>>>>>

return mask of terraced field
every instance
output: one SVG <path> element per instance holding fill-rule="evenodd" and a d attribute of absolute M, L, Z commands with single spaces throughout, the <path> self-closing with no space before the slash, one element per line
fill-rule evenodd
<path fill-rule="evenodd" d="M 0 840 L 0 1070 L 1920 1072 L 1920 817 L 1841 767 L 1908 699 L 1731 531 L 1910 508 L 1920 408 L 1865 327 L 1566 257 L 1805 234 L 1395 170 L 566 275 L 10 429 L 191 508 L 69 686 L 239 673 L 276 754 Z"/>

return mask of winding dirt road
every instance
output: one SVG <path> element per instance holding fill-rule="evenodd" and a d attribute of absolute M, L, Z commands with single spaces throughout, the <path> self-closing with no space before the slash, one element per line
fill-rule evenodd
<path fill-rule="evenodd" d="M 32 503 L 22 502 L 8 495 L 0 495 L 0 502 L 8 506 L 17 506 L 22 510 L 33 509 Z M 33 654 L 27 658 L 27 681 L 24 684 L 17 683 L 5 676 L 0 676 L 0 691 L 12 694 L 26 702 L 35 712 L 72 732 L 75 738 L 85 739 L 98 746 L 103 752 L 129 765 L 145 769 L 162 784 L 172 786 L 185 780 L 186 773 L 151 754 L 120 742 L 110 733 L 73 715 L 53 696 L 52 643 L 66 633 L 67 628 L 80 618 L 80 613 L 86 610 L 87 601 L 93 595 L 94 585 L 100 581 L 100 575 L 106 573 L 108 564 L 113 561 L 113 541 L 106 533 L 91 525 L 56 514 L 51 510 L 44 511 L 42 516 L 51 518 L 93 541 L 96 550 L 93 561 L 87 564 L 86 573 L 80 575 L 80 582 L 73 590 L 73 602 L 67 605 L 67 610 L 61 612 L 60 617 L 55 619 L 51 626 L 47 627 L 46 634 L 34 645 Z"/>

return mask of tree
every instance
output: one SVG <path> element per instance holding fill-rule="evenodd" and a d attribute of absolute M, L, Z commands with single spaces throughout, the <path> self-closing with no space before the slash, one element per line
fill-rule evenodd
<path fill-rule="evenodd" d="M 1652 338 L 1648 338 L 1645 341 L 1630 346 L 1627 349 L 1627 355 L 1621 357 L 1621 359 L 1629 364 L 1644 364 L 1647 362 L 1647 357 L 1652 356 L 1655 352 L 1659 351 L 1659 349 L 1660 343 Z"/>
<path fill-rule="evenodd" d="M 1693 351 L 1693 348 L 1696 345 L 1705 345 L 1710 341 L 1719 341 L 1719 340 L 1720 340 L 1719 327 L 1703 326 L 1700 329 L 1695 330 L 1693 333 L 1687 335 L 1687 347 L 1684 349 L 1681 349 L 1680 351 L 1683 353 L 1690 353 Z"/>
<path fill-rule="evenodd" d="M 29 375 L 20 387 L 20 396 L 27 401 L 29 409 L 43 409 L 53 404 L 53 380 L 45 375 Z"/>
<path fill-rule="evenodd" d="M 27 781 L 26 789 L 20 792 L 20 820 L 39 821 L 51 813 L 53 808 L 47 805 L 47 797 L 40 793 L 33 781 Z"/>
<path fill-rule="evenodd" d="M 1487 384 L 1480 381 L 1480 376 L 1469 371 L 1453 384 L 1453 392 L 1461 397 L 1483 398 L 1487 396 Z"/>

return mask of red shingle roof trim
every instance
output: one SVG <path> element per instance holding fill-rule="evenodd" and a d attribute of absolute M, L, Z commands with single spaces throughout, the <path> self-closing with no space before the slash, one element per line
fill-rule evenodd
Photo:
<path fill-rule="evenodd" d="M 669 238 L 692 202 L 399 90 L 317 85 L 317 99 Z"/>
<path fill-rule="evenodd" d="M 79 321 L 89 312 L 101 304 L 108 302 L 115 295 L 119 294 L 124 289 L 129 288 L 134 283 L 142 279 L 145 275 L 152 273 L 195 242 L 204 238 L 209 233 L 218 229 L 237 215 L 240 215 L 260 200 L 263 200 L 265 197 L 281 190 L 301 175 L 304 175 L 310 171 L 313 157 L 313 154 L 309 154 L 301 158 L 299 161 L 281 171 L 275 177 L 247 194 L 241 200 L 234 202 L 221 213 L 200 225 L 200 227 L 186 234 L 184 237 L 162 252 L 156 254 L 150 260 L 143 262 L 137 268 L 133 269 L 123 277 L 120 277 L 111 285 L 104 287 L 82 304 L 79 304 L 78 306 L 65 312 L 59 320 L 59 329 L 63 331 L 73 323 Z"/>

<<<<<

**To do**
Your answer must be an exact copy of every entry above.

**Result of this task**
return mask of terraced field
every instance
output: one SVG <path> element per instance holding fill-rule="evenodd" and a d attribute of absolute M, L, Z commands with single spaces throughout, the <path> self-closing with no space before the slash, one element per line
fill-rule evenodd
<path fill-rule="evenodd" d="M 0 840 L 0 1070 L 1920 1072 L 1920 817 L 1841 767 L 1908 699 L 1731 531 L 1910 508 L 1920 408 L 1865 327 L 1566 257 L 1805 234 L 1395 170 L 566 275 L 10 429 L 191 508 L 69 686 L 239 673 L 276 754 Z"/>

return mask of winding dirt road
every instance
output: one SVG <path> element per instance holding fill-rule="evenodd" and a d attribute of absolute M, L, Z commands with single spaces throughout, the <path> self-closing with no space before the slash, one element per line
fill-rule evenodd
<path fill-rule="evenodd" d="M 32 503 L 22 502 L 8 495 L 0 495 L 0 502 L 8 506 L 17 506 L 22 510 L 33 509 Z M 33 654 L 27 658 L 27 681 L 24 684 L 17 683 L 5 676 L 0 676 L 0 691 L 12 694 L 26 702 L 35 712 L 72 732 L 75 738 L 85 739 L 98 746 L 103 752 L 129 765 L 145 769 L 162 784 L 172 786 L 185 780 L 186 773 L 151 754 L 120 742 L 110 733 L 73 715 L 53 696 L 52 643 L 66 633 L 67 628 L 80 618 L 80 613 L 86 610 L 87 601 L 93 595 L 94 585 L 100 581 L 100 575 L 106 573 L 108 564 L 113 561 L 113 541 L 106 533 L 91 525 L 56 514 L 51 510 L 44 511 L 42 516 L 51 518 L 93 541 L 96 550 L 93 561 L 87 564 L 86 573 L 80 575 L 80 582 L 73 590 L 73 602 L 67 605 L 67 610 L 61 612 L 60 617 L 55 619 L 51 626 L 47 627 L 46 634 L 34 645 Z"/>

return mask of tree
every instance
output: one SVG <path> element per instance holding fill-rule="evenodd" and a d attribute of absolute M, L, Z commands with single spaces throughout, the <path> self-closing with no space before the slash, one element per line
fill-rule evenodd
<path fill-rule="evenodd" d="M 1652 338 L 1648 338 L 1645 341 L 1630 346 L 1627 349 L 1627 355 L 1621 357 L 1621 359 L 1629 364 L 1644 364 L 1647 362 L 1647 357 L 1652 356 L 1655 352 L 1659 351 L 1659 349 L 1660 343 Z"/>
<path fill-rule="evenodd" d="M 1693 351 L 1693 348 L 1696 345 L 1705 345 L 1710 341 L 1719 341 L 1719 340 L 1720 340 L 1719 327 L 1703 326 L 1700 329 L 1695 330 L 1693 333 L 1687 335 L 1687 347 L 1684 349 L 1681 349 L 1680 351 L 1683 353 L 1690 353 Z"/>
<path fill-rule="evenodd" d="M 29 375 L 20 387 L 20 396 L 27 401 L 29 409 L 43 409 L 53 404 L 53 380 L 45 375 Z"/>
<path fill-rule="evenodd" d="M 27 781 L 26 789 L 20 792 L 20 820 L 39 821 L 51 813 L 53 808 L 47 805 L 47 797 L 40 793 L 33 781 Z"/>
<path fill-rule="evenodd" d="M 1487 384 L 1480 381 L 1480 376 L 1469 371 L 1453 384 L 1453 392 L 1461 397 L 1483 398 L 1487 396 Z"/>

return mask of red shingle roof trim
every instance
output: one SVG <path> element per instance holding fill-rule="evenodd" and a d attribute of absolute M, L, Z commands with single spaces throughout, the <path> self-closing with no space before the slash, one element per line
fill-rule evenodd
Photo:
<path fill-rule="evenodd" d="M 669 238 L 692 202 L 399 90 L 317 85 L 317 99 Z"/>
<path fill-rule="evenodd" d="M 79 321 L 89 312 L 101 304 L 108 302 L 115 295 L 119 294 L 124 289 L 129 288 L 134 283 L 142 279 L 145 275 L 152 273 L 195 242 L 204 238 L 209 233 L 218 229 L 237 215 L 240 215 L 260 200 L 263 200 L 265 197 L 281 190 L 301 175 L 304 175 L 310 171 L 313 157 L 313 154 L 309 154 L 301 158 L 299 161 L 281 171 L 275 177 L 247 194 L 241 200 L 234 202 L 221 213 L 200 225 L 200 227 L 186 234 L 184 237 L 162 252 L 156 254 L 150 260 L 143 262 L 137 268 L 133 269 L 123 277 L 120 277 L 111 285 L 104 287 L 82 304 L 79 304 L 78 306 L 65 312 L 59 320 L 59 329 L 63 331 L 73 323 Z"/>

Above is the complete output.